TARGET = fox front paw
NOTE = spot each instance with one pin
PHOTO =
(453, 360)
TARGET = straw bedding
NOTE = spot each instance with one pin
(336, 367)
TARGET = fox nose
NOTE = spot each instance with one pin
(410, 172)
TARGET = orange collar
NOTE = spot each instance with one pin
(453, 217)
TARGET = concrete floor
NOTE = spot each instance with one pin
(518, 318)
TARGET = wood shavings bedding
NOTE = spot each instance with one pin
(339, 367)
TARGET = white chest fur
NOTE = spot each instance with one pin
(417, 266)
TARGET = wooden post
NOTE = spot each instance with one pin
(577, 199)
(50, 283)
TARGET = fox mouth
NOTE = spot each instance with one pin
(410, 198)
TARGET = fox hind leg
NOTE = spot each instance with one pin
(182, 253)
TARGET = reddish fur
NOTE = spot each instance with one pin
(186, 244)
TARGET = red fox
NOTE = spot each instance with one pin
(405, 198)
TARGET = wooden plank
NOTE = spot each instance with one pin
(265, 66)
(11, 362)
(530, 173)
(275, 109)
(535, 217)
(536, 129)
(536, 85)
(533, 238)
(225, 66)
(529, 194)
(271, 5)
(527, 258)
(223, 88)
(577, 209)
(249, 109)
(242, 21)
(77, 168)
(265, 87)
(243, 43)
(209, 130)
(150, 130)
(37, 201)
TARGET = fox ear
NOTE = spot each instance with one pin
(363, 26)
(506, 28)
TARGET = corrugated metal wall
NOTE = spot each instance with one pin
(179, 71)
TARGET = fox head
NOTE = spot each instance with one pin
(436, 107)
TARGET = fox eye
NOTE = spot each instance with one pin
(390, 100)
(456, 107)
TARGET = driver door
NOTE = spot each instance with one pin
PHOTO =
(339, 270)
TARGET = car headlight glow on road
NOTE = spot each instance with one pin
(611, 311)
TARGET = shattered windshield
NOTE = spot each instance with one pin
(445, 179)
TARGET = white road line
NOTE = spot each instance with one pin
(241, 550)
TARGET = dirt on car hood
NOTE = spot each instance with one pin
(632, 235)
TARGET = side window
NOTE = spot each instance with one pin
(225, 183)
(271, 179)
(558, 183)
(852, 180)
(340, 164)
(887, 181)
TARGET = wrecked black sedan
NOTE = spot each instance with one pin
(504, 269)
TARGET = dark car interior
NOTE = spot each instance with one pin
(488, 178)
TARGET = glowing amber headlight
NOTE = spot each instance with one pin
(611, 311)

..............................

YOUR OBJECTIVE. Copy every line of the records word for word.

COMPLETED EXERCISE.
TARGET = fox front paw
NOTE = spot each instance with one pin
PHOTO =
(453, 360)
TARGET = straw bedding
NOTE = spot each instance with one pin
(336, 367)
TARGET = fox nose
NOTE = spot each instance with one pin
(410, 172)
TARGET = orange collar
NOTE = spot each instance with one pin
(453, 217)
TARGET = concrete floor
NOTE = spot each instance with one pin
(518, 318)
TARGET = wood shavings bedding
NOTE = spot each instance with one pin
(339, 367)
TARGET = white chest fur
NOTE = spot each instance with one pin
(417, 266)
TARGET = wooden post
NOTE = spot each instance with one pin
(577, 199)
(50, 283)
TARGET = fox mouth
NOTE = spot each instance with one pin
(410, 198)
TARGET = fox hind leg
NOTE = spot each instance with one pin
(182, 253)
TARGET = reddish fur
NOTE = spot each instance with one pin
(186, 244)
TARGET = red fox
NOTE = spot each instance with one pin
(405, 198)
TARGET = wooden plank
NOTE = spot each instance with one pin
(265, 66)
(11, 362)
(530, 173)
(275, 109)
(535, 217)
(536, 129)
(536, 85)
(533, 238)
(225, 66)
(529, 194)
(271, 5)
(527, 258)
(223, 88)
(577, 209)
(249, 109)
(242, 21)
(77, 168)
(265, 87)
(243, 43)
(209, 130)
(150, 130)
(37, 201)
TARGET = fox ear
NOTE = spot each instance with one pin
(363, 26)
(506, 28)
TARGET = corrugated metal wall
NOTE = spot each instance with one pin
(179, 71)
TARGET = fox head
NOTE = spot each instance with one pin
(436, 107)
TARGET = fox eye
NOTE = spot each instance with one pin
(390, 100)
(456, 107)
TARGET = driver door
NOTE = spot each instance with one pin
PHOTO =
(339, 270)
TARGET = car headlight glow on road
NOTE = spot each instance with one pin
(611, 311)
TARGET = shattered windshield
NOTE = spot each instance with one pin
(445, 179)
TARGET = white road line
NOTE = spot each instance with one pin
(241, 550)
TARGET = dirt on car hood
NOTE = spot each instance with one pin
(632, 235)
TARGET = side window
NOTE = spot each instance with one pin
(225, 183)
(271, 179)
(558, 183)
(852, 180)
(340, 164)
(887, 181)
TARGET = wrecked black sedan
NOTE = spot each instance with one pin
(504, 269)
TARGET = dark car interior
NOTE = spot each instance with one pin
(488, 178)
TARGET = glowing amber headlight
NOTE = spot each instance with one pin
(611, 311)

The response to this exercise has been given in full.